* **TASK DIRECTIONS**: From the first record to the last, write each one out again exactly.

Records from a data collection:
*** Block opens ***

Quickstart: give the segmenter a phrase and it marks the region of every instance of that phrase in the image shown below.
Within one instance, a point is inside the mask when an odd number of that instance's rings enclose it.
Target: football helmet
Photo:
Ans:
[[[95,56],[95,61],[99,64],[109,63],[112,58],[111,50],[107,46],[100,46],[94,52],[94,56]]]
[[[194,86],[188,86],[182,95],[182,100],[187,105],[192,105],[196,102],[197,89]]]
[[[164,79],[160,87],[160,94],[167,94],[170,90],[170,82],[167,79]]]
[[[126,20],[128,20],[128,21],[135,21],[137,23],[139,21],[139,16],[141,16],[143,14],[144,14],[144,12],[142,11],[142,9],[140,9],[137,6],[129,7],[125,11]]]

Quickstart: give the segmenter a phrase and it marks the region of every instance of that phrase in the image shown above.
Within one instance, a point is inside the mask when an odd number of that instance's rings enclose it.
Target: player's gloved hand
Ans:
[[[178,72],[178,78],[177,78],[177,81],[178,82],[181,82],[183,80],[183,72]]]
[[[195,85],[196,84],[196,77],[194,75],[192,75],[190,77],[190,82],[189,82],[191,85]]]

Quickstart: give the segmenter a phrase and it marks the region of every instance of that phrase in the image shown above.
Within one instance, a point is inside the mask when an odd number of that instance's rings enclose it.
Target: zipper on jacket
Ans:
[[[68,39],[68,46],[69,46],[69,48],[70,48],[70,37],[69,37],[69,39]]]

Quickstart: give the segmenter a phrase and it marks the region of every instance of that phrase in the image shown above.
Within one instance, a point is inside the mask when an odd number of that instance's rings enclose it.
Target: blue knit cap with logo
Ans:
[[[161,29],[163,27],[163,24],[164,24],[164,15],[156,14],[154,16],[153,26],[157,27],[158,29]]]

*** Block closes ***

* **WRITTEN ANSWER**:
Quickstart: give the segmenter a phrase and it marks the region of every instance of that phrase in the image shown below.
Within one instance, a point is inside the mask when an odd number of that instance's rings enclose it.
Target: football helmet
Photo:
Ans:
[[[95,56],[95,61],[99,64],[109,63],[112,58],[111,50],[107,46],[100,46],[94,52],[94,56]]]
[[[194,86],[188,86],[182,95],[182,100],[187,105],[192,105],[196,102],[197,89]]]
[[[164,79],[160,87],[160,94],[167,94],[170,90],[170,82],[167,79]]]
[[[126,20],[128,20],[128,21],[135,21],[137,23],[139,21],[139,16],[141,16],[143,14],[144,14],[144,12],[142,11],[142,9],[140,9],[137,6],[129,7],[125,11]]]

Quickstart: give the segmenter a phrase and it marks the region of every instance of that phrase in the image shown above.
Within one instance, a point is inside the mask when an odd number of that instance's rings enclose it.
Target: player's gloved hand
Ans:
[[[178,72],[178,78],[177,78],[177,81],[178,82],[181,82],[183,80],[183,72]]]
[[[195,85],[196,84],[196,77],[194,75],[192,75],[190,77],[190,82],[189,82],[191,85]]]

Quickstart: give the segmenter a phrase and it marks the region of every instance of that phrase in the image shown above.
Within one instance, a point is inside the mask when an odd number of that instance's rings enclose it.
Target: zipper on jacket
Ans:
[[[68,39],[68,46],[69,46],[69,48],[70,48],[70,37],[69,37],[69,39]]]

Quickstart: give the segmenter a phrase and it marks the region of every instance of that phrase in the image shown above.
Within one instance, a point is inside the mask when an odd number of that instance's rings enclose it.
Target: blue knit cap with logo
Ans:
[[[161,29],[163,27],[163,24],[164,24],[164,15],[156,14],[154,16],[153,26],[157,27],[158,29]]]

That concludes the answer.